__Provided records__

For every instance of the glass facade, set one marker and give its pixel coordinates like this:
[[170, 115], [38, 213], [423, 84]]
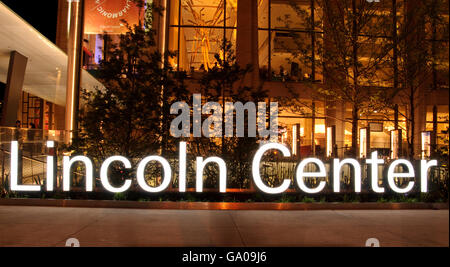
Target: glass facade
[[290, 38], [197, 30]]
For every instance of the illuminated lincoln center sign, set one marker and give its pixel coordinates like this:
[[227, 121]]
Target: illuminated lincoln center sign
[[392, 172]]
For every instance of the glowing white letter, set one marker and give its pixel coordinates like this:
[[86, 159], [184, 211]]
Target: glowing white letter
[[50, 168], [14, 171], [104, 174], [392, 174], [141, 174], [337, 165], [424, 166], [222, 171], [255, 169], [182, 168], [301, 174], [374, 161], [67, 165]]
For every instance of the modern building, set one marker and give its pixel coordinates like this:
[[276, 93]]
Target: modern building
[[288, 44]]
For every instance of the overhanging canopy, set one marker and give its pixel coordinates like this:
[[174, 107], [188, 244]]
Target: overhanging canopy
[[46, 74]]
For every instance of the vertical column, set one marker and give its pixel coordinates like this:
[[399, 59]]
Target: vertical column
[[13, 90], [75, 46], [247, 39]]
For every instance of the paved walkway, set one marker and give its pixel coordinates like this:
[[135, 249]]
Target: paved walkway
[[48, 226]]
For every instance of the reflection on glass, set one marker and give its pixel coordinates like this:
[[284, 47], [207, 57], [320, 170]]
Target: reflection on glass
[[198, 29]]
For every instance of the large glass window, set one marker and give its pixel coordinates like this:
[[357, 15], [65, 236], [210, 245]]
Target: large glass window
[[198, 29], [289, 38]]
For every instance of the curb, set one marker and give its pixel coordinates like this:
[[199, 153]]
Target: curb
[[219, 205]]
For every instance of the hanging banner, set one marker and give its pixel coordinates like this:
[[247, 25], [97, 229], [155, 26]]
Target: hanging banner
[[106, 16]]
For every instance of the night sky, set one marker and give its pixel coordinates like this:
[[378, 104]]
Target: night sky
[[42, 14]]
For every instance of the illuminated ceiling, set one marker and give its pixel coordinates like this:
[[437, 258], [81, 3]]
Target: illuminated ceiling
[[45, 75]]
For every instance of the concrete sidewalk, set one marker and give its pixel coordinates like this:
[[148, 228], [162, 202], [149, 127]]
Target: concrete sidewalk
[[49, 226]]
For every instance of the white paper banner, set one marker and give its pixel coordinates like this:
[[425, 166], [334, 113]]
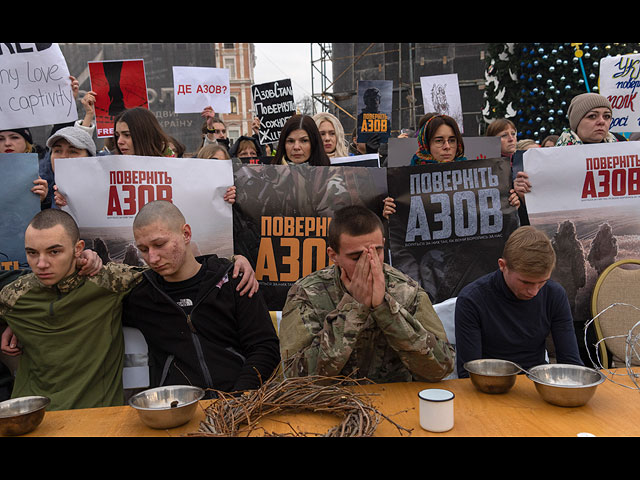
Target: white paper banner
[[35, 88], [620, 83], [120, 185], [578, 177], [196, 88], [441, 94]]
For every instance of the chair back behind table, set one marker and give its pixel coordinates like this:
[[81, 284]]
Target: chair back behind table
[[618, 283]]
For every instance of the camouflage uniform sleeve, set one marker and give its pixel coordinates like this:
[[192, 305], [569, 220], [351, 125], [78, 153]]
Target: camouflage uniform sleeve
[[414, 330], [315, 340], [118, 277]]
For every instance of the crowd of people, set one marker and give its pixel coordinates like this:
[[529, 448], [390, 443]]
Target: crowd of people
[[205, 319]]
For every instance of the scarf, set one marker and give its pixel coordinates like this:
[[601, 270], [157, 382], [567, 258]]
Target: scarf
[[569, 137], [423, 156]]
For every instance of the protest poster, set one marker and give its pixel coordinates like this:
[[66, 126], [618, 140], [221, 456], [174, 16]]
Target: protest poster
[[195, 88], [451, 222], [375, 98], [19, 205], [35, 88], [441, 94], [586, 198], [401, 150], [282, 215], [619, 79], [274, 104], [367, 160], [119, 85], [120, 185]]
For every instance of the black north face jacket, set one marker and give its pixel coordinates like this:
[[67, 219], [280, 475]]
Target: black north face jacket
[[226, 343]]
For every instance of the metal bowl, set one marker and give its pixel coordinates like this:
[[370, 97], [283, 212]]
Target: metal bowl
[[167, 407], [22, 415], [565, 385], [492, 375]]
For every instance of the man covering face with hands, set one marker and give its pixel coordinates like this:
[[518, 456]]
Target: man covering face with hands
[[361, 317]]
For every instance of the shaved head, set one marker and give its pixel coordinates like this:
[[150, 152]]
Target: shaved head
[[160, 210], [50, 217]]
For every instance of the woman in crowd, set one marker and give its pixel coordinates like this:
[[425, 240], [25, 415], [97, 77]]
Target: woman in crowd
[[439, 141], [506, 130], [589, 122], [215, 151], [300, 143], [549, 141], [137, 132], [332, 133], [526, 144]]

__Exercise brief__
In the listing above, find the line containing "For every instance of the camouflage" and the line containing "[[370, 97], [283, 212]]", then retype both and every line between them exactly, with nothing else.

__Response to this task__
For every instance of the camouflage uniform sleeve, set one marker and give its pixel coordinates like this:
[[192, 305], [569, 220], [351, 125], [78, 153]]
Target: camouflage uniform sleeve
[[414, 330], [315, 340], [118, 277]]
For every instance of the crowd of people, set one marker and give its pixel coordinates like this:
[[529, 448], [390, 443]]
Target: crowd of people
[[205, 319]]
For every instance of the scarf, set one marker and give its pixel coordinates like this:
[[601, 270], [157, 382], [567, 258]]
Target: scarf
[[569, 137], [423, 156]]
For every instance of the protest poster, set one marker and give its pixel coordinates like this:
[[66, 126], [618, 140], [221, 456], [174, 16]]
Target: protest poster
[[195, 88], [451, 222], [375, 98], [19, 205], [35, 88], [441, 94], [586, 198], [401, 150], [282, 215], [619, 79], [274, 104], [367, 160], [119, 85], [120, 185]]
For every instance of the black north face jacket, set one marker and give its pixel coordinates like this:
[[67, 219], [280, 475]]
Target: black north face jacket
[[226, 343]]
For every instance of the metal bowl, set one marker and give its pixel coordinates like this:
[[370, 97], [283, 212]]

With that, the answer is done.